━━━━━ Texto del documento

Nos creíamos poderosos, sabios, imparables. El mundo era nuestro. Podíamos recorrerlo en cuestión de horas y conseguir todo lo que quisiéramos a golpe de clic. La globalización y los mercados nos habían abierto la puerta a millones de opciones que hace unas pocas décadas no podíamos ni imaginar. Habíamos acelerado nuestra vida para poder abarcar todo lo que se nos mostraba que debiamos lograr.
En nuestro imparable ascenso llenábamos el aire de CO2 y de plástico los océanos, acabábamos con especies animales y hacíamos desaparecer bosques y selvas. Consumiamos recursos necesarios e innecesarios venidos desde cualquier parte del globo. Comprábamos mucho, desechábamos más.
En un ejercicio de amnesia respecto al siglo anterior, las etapas de precariedad recientes volvían a despertar en nosotros sentimientos excluyentes, ensalzando lo propio y rechazando lo ajeno.
Empezábamos a pensar en dejar de ser humanos vulnerables para convertirnos en dioses autónomos y autómatas.

━━━━━━━━━━
━━━━━ Filas

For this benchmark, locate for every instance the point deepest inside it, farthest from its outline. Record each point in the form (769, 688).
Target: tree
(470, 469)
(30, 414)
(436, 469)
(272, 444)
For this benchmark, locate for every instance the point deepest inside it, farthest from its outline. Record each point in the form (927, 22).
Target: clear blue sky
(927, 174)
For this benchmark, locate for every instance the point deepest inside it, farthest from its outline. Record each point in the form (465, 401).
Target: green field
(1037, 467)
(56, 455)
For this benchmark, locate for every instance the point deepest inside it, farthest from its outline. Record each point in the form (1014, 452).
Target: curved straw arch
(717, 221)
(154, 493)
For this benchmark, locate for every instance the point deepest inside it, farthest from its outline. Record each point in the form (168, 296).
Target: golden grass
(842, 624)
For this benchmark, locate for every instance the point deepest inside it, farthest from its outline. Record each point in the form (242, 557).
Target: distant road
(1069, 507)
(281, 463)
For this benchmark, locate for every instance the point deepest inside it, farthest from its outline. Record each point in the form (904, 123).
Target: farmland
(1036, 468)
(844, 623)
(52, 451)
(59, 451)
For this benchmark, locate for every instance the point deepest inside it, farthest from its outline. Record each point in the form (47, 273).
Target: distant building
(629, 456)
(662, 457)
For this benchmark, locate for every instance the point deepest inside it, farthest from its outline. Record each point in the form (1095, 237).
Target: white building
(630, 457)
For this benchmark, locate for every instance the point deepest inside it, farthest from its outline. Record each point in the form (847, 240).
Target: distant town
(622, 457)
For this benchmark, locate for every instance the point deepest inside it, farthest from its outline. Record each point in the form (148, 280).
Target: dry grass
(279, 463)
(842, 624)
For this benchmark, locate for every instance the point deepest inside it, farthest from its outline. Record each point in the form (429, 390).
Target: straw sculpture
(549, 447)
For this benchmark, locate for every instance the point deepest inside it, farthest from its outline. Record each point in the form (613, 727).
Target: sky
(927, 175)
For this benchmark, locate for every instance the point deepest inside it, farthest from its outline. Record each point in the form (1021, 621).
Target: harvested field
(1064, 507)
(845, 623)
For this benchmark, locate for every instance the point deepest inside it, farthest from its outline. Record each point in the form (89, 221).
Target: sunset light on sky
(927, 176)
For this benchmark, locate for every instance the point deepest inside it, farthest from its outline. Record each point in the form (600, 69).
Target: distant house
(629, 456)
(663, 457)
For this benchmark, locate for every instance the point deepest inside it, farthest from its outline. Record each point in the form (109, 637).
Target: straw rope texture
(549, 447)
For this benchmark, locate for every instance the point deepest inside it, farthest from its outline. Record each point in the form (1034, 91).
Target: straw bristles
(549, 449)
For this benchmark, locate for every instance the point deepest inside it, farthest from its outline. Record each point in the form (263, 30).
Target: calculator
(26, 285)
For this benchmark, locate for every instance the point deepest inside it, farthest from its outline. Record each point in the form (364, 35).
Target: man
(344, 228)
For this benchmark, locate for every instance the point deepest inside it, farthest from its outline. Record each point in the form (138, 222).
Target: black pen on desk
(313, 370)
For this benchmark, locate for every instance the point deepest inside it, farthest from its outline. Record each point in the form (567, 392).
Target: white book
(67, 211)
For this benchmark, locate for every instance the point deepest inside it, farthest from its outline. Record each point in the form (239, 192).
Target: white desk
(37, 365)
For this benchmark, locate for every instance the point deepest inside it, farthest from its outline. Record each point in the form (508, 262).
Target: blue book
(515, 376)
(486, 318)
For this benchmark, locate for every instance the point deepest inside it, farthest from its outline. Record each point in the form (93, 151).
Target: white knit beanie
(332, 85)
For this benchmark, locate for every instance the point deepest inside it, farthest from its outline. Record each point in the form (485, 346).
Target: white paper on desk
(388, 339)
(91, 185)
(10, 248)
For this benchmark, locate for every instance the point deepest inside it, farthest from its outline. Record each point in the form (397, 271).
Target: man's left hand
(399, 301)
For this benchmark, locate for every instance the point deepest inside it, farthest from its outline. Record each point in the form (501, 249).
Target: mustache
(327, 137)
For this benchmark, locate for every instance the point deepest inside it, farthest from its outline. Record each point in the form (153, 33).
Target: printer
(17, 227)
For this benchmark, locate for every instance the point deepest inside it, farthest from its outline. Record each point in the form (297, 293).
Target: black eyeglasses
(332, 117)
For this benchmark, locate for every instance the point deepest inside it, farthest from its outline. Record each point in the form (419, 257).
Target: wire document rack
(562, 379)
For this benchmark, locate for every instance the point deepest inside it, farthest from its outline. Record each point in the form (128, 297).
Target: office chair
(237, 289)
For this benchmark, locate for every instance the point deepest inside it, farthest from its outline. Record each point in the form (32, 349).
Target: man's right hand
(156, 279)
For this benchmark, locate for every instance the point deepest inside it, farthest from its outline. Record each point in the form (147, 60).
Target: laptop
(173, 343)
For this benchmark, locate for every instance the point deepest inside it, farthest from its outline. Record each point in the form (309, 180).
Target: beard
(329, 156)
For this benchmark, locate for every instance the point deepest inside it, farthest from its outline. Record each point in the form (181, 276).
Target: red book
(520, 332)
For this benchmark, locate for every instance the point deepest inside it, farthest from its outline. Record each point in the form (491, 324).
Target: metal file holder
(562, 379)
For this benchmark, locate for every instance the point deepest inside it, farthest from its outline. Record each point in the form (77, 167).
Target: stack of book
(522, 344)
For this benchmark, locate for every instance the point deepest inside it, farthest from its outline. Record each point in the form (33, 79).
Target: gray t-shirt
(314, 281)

━━━━━━━━━━

» **Ejercicios por resolver**
**1)** Resume en dos oraciones el texto sobre el ascenso de la humanidad.
**2)** Transcribe del texto sobre el ascenso de la humanidad el fragmento que empieza en "En un ejercicio" y acaba en "rechazando lo ajeno.".
**3)** Continúa el texto sobre el ascenso de la humanidad después de su última oración.

» **Respuestas en orden**
**1)** El texto cuenta que nos creíamos poderosos e imparables, con el mundo a nuestro alcance gracias a la globalización y los mercados, y con una vida acelerada para abarcarlo todo. En ese ascenso contaminábamos el aire y los océanos, acabábamos con especies y bosques, comprábamos y desechábamos cada vez más, rechazábamos lo ajeno y empezábamos a pensar en convertirnos en dioses autónomos y autómatas.

**2)**
En un ejercicio de amnesia respecto al siglo anterior, las etapas de precariedad recientes volvían a despertar en nosotros sentimientos excluyentes, ensalzando lo propio y rechazando lo ajeno.

**3)**
Está era la ilusión y la trampa que un ser diminuto ha venido a desmontar, bajándonos a la realidad, a la vida, al terreno donde uno puede enfermar y morir, esos dos verbos tabúes que nos provoca panico mencionar.
Es en la soledad, en la enfermedad y en los aledaños de la muerte donde el ego se hace pequeño y nos abandona, dejándonos desnudos y mostrándo que más allá de las ideologías, las creencias, las motivaciones y proyectos personales o cualquier tipo de producto generado por nuestra mente poderosa, necesitamos la unión con el otro para seguir adelante.
Esperamos seguir, y mejor si lo logramos de manera renovada, más consciente, más conectada con nuestras limitaciones y necesidades. Dejando de ser dioses para ser de nuevo humanos.